[Stored records]
»»

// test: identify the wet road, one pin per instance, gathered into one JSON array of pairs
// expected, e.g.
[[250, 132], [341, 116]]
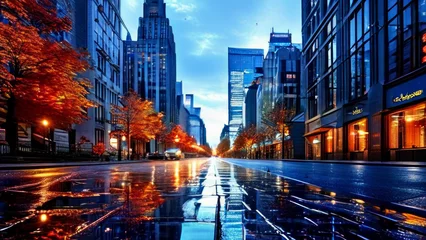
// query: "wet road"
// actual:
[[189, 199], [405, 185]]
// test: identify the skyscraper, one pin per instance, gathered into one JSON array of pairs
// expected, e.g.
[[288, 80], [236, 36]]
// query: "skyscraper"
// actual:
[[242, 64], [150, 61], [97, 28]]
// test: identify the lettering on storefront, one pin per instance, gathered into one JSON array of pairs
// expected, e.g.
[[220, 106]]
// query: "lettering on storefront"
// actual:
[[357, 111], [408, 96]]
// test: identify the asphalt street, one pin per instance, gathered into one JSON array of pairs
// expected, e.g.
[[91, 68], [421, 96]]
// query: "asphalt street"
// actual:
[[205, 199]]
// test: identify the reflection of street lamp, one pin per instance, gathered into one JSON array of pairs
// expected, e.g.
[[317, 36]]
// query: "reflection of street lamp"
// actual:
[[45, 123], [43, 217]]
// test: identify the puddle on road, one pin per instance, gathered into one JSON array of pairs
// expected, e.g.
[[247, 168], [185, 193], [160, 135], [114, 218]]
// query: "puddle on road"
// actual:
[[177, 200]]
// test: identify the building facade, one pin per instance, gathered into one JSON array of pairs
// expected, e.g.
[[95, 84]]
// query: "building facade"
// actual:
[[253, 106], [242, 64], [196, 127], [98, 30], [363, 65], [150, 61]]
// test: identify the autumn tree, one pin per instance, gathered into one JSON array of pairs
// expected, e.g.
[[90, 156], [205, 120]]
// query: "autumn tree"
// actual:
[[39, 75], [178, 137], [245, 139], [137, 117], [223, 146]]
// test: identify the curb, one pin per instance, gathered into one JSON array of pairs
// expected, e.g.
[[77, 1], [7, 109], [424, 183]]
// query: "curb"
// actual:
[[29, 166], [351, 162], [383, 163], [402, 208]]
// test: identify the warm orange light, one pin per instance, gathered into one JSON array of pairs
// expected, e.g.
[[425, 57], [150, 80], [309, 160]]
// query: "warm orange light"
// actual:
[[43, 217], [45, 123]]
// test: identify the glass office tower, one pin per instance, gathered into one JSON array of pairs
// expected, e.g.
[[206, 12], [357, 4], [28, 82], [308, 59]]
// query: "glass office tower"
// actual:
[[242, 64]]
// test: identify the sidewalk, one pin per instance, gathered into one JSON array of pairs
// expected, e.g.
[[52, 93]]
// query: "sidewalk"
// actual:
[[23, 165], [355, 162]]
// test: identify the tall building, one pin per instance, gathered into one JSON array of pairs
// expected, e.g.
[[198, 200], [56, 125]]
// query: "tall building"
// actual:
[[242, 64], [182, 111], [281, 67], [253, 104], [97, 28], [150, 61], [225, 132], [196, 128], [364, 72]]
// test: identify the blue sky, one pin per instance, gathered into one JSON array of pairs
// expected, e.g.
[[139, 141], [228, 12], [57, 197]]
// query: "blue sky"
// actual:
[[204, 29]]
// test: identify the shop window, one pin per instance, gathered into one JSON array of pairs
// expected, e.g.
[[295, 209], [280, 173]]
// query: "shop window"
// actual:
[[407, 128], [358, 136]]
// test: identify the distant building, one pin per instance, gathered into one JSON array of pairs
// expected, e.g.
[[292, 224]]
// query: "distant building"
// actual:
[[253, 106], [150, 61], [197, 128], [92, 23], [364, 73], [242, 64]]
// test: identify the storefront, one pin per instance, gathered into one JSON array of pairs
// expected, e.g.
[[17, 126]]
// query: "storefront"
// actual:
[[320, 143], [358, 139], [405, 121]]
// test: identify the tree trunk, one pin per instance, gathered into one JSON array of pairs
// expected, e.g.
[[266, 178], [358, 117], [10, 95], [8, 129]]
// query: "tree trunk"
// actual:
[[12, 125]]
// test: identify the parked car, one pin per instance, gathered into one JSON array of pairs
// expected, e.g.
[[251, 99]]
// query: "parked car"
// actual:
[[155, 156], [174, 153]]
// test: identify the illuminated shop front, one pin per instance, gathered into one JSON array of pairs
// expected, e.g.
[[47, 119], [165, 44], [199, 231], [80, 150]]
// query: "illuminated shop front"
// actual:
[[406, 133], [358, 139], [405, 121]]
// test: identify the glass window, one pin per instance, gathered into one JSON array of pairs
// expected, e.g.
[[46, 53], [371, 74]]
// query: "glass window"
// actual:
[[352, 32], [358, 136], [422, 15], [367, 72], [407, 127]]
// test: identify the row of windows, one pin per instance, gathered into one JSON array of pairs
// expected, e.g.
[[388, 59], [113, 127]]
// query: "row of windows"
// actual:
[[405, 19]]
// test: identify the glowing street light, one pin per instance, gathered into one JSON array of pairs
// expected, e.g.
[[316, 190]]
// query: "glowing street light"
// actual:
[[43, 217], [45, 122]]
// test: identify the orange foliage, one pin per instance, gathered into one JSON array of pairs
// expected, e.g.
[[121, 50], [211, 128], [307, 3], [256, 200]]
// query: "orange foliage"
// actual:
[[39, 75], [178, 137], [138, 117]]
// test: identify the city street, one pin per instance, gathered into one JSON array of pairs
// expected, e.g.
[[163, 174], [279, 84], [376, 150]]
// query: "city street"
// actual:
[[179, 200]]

««
»»

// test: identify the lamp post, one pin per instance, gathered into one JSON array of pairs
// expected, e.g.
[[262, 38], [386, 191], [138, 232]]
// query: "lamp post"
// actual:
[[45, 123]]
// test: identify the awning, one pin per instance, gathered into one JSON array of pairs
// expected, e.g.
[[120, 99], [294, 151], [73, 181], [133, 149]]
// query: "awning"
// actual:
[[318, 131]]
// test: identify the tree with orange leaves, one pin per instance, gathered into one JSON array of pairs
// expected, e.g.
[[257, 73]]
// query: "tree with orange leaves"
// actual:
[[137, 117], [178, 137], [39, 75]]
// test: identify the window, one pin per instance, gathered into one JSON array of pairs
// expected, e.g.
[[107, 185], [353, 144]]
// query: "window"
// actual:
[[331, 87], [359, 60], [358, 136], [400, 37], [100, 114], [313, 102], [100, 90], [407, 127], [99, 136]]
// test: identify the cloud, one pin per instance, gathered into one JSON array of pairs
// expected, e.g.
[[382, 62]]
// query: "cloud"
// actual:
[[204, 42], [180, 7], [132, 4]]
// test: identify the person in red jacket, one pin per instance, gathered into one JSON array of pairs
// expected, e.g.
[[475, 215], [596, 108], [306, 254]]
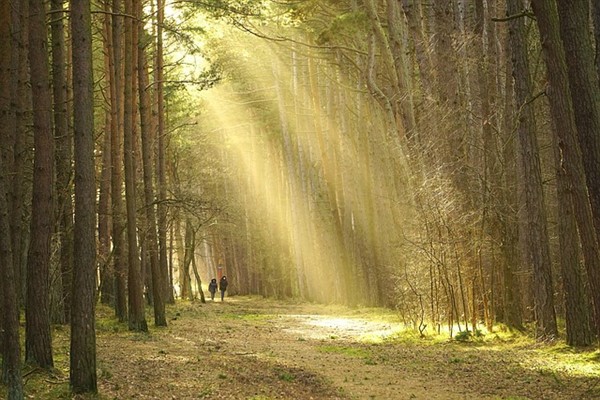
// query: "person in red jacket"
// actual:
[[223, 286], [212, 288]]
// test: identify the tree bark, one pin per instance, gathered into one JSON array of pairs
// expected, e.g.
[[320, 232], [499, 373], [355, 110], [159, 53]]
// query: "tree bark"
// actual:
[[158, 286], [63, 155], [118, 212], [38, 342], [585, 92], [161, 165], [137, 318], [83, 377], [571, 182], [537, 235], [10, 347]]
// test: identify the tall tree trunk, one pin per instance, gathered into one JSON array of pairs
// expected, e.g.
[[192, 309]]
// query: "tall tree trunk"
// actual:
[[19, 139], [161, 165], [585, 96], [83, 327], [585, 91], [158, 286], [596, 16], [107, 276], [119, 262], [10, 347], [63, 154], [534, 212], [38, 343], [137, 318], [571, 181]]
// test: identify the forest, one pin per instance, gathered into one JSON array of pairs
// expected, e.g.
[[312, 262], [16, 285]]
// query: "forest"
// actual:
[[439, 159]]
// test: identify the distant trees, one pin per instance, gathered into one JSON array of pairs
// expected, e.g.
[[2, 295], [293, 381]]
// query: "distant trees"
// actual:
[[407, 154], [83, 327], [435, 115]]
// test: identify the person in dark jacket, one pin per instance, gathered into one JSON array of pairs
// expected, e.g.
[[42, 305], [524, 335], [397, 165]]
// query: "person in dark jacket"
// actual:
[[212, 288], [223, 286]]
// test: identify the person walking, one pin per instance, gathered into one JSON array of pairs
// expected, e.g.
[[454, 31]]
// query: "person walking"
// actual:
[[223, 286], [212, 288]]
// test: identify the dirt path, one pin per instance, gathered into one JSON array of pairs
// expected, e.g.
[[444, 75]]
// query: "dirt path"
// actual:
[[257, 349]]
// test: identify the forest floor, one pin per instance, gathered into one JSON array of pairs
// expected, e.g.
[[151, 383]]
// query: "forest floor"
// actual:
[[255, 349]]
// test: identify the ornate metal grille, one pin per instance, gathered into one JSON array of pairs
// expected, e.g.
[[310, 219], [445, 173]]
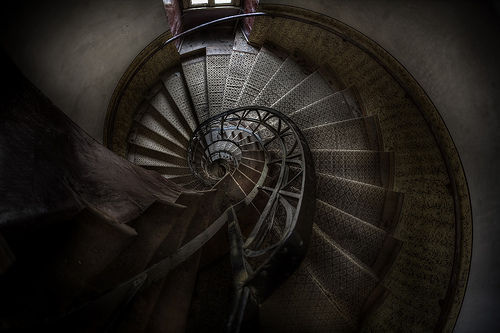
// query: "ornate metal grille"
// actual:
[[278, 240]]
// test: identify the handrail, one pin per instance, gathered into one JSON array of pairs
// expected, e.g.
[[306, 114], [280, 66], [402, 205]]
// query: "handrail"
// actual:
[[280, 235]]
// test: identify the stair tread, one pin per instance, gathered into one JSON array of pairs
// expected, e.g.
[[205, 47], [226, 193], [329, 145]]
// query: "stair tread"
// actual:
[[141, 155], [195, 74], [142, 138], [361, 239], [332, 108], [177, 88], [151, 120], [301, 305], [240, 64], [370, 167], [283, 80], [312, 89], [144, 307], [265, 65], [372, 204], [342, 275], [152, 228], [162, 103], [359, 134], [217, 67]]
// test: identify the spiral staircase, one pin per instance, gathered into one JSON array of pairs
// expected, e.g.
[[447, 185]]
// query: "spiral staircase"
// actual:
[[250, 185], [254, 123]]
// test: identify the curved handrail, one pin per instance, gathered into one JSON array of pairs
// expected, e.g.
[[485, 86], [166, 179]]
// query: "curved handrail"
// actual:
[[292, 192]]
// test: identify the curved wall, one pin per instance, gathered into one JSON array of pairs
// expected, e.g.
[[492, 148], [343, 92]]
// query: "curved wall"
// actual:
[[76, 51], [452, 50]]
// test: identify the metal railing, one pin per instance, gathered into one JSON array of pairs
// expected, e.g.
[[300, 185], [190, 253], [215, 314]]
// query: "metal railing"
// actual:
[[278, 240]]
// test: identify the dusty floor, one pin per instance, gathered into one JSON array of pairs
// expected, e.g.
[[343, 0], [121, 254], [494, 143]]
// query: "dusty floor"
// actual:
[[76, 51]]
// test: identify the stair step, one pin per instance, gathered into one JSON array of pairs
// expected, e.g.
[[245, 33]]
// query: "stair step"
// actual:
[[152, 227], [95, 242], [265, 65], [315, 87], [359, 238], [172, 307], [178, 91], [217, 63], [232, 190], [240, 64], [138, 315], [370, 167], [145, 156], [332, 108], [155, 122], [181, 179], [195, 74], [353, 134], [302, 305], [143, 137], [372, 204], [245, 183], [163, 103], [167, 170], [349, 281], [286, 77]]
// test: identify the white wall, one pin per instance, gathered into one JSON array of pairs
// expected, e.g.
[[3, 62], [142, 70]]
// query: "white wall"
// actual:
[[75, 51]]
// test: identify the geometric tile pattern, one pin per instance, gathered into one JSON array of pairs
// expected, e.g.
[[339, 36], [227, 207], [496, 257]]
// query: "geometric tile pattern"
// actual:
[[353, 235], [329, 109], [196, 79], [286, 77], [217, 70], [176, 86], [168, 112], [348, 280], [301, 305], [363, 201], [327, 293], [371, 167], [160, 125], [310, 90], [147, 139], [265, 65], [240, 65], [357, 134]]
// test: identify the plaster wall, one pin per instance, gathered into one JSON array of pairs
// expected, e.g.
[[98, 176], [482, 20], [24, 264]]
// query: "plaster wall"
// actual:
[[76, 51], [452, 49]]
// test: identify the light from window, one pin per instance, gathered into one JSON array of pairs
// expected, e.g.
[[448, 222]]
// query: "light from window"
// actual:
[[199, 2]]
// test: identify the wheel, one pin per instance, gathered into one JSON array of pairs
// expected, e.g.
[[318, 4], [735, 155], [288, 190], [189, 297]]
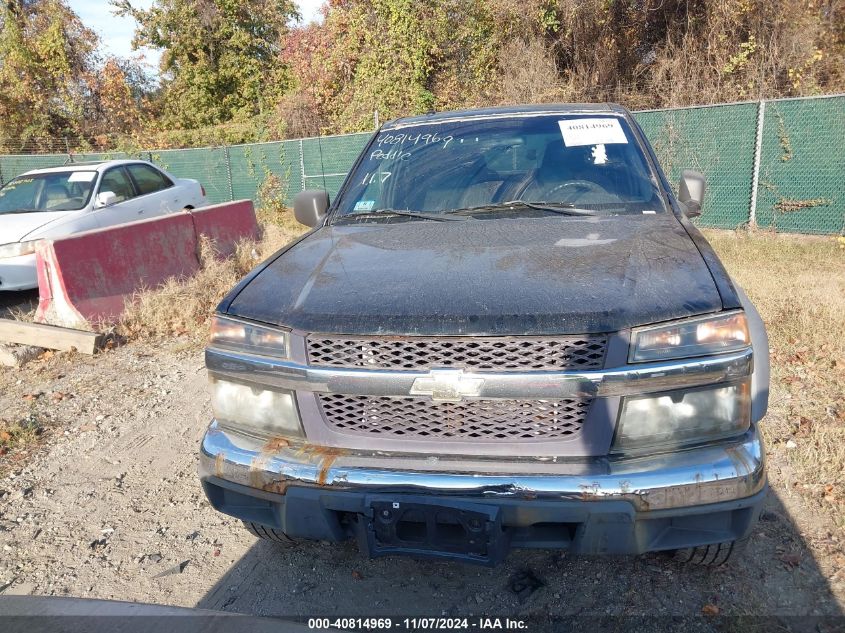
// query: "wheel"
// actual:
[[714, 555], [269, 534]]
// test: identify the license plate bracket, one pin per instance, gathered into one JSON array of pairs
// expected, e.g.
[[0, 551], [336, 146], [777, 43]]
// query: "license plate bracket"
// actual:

««
»»

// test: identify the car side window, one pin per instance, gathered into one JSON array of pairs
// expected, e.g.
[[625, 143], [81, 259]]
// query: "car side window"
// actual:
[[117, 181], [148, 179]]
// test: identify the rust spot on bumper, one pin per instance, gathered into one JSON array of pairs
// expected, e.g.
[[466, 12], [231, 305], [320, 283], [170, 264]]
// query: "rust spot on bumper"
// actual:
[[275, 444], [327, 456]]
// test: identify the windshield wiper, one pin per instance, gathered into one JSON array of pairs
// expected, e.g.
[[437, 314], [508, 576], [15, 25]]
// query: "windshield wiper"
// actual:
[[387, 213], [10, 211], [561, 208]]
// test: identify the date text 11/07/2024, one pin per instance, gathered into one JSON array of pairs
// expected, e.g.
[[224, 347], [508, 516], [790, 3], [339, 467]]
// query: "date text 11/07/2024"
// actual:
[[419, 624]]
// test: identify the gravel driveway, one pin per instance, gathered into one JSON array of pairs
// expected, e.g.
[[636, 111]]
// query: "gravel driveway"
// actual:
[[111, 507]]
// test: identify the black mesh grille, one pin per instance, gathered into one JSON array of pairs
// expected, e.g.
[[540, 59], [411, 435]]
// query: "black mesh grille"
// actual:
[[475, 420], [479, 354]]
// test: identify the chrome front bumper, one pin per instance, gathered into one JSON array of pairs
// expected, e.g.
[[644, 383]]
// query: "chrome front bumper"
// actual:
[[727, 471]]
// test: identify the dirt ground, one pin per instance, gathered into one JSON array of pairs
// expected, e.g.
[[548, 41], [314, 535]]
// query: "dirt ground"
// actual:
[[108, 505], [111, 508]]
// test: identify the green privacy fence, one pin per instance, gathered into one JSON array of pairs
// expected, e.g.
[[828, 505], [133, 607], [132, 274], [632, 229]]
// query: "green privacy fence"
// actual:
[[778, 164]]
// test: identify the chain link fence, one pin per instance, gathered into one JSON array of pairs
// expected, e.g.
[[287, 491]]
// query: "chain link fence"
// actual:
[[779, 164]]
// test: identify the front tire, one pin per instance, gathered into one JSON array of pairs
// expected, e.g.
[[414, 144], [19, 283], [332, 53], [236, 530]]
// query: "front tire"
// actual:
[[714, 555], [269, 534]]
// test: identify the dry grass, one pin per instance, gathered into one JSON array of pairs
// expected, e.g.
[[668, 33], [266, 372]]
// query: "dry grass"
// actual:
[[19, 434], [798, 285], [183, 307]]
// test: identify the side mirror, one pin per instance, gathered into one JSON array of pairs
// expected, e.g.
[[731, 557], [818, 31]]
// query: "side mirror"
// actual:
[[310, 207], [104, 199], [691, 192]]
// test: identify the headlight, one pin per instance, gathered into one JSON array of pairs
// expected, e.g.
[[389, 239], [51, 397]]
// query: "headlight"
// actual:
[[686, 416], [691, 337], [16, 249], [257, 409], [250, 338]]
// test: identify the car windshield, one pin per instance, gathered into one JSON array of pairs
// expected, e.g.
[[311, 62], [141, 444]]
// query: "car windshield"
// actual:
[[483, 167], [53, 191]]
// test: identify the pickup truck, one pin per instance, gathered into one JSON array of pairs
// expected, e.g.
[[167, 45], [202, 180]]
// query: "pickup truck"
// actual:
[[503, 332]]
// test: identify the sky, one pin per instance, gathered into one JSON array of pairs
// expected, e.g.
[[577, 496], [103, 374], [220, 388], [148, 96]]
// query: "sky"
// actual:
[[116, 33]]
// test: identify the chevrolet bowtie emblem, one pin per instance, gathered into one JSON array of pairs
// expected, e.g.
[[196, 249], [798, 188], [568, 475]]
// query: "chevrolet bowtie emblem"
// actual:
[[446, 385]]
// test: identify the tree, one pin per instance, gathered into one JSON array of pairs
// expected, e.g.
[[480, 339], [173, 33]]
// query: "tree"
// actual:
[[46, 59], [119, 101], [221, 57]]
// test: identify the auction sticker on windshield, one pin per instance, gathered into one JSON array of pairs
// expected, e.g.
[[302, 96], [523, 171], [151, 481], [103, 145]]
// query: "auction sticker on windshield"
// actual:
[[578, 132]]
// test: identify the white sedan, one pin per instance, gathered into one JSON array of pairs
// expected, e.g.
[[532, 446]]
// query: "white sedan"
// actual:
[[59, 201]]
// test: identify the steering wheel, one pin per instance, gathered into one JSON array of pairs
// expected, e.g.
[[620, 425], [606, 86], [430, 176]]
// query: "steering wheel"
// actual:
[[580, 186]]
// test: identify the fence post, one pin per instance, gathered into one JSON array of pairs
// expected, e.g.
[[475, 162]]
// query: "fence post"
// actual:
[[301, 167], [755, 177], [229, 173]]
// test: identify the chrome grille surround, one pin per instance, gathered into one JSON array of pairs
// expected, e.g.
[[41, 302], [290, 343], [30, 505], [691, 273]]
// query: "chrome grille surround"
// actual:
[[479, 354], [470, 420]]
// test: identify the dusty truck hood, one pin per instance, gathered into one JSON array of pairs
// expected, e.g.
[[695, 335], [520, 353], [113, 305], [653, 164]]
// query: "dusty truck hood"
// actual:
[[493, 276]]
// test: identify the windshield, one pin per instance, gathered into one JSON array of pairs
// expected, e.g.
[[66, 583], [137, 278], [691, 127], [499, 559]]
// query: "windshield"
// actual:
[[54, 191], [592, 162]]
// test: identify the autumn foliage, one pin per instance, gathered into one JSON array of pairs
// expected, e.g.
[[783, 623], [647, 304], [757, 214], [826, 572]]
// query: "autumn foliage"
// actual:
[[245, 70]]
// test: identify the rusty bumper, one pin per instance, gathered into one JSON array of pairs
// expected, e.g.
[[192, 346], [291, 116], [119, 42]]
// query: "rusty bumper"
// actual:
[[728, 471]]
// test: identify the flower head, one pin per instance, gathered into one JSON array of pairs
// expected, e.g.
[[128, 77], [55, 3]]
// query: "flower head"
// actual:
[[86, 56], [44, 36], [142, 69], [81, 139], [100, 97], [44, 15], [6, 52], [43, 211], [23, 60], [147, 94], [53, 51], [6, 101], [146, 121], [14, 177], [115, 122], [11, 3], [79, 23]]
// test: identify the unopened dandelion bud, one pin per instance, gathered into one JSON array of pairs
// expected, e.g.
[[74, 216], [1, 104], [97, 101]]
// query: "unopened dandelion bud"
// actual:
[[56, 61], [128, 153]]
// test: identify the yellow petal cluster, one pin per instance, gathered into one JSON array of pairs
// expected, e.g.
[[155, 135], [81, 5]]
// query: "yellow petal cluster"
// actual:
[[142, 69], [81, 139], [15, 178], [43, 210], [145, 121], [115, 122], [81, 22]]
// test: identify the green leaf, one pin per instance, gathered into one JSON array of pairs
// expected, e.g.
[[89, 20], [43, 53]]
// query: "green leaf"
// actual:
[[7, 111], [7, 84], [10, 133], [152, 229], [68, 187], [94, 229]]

««

▸ Written problem:
Retype the lines of the records between the one holding "identify the wet" and the one holding "[[39, 75], [178, 137], [245, 139], [137, 117], [223, 146]]", inclusive, without any changes. Leave the pictures out of your answer.

▸ Full answer:
// test: identify the wet road, one pin per instance, gathered into one JSON array of pairs
// expected, e.g.
[[250, 132], [341, 116]]
// query: "wet road"
// actual:
[[189, 199], [405, 185]]
// test: identify the skyscraper, one pin per instance, gathered into one JSON array of pairs
// expected, e.g.
[[288, 80], [236, 36]]
// query: "skyscraper"
// actual:
[[242, 64], [150, 61], [97, 28]]
// test: identify the lettering on storefront, one pin per instance, gathered into one JSON array of pairs
// expected, e.g.
[[220, 106]]
// query: "lettering on storefront"
// actual:
[[357, 111], [408, 96]]
// test: identify the asphalt street, one pin per instance, gathered into one JSON array of pairs
// expected, e.g.
[[91, 68], [421, 96]]
// query: "asphalt street"
// actual:
[[205, 199]]
// test: identify the reflection of street lamp, one pin per instance, gathered into one JSON array of pairs
// expected, e.g.
[[317, 36]]
// query: "reflection of street lamp"
// actual:
[[45, 123], [43, 217]]
// test: identify the puddle on road, one pin per instance, gathered into one JSON array of pairs
// expected, e.g.
[[247, 168], [185, 193], [160, 135], [114, 218]]
// query: "puddle on road"
// actual:
[[177, 200]]
// test: identify the building facade, one pin per instance, gathered into one JSON array of pairs
// expected, e.g.
[[95, 84]]
// query: "building facade"
// actual:
[[253, 106], [242, 64], [196, 127], [98, 30], [363, 65], [150, 61]]
// test: identify the autumn tree, one pin per instance, gathered into one JSON array of pairs
// expected, e.g.
[[90, 156], [205, 120]]
// query: "autumn tree"
// actual:
[[39, 75], [178, 137], [245, 139], [137, 117], [223, 146]]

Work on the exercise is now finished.